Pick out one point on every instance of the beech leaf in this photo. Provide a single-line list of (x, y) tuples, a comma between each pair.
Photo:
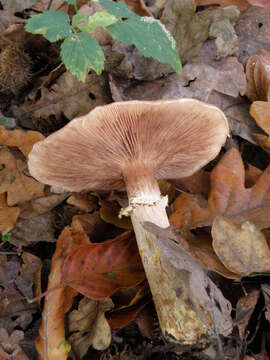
[(99, 270)]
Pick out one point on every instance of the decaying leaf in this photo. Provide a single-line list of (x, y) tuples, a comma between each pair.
[(32, 230), (244, 309), (253, 30), (51, 344), (197, 289), (8, 215), (36, 207), (83, 202), (138, 6), (260, 110), (241, 4), (24, 140), (257, 69), (10, 345), (14, 180), (191, 29), (242, 249), (109, 212), (98, 270), (228, 196), (65, 96), (89, 326)]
==*==
» The task
Only the lines from the one holding "Pick out one point on every instance of the decaying" through the end of the listing should be given again, exactly and with both ends included.

» Solution
Pick out one point on every instance of the decaying leaf in this photo. Provide a single-line list of (x, y) tuples, a comma between each pair.
[(32, 230), (244, 309), (253, 30), (51, 344), (197, 289), (8, 215), (36, 207), (83, 202), (138, 6), (260, 110), (241, 4), (24, 140), (257, 69), (10, 345), (14, 180), (191, 29), (242, 249), (109, 212), (98, 270), (228, 196), (65, 96), (89, 326)]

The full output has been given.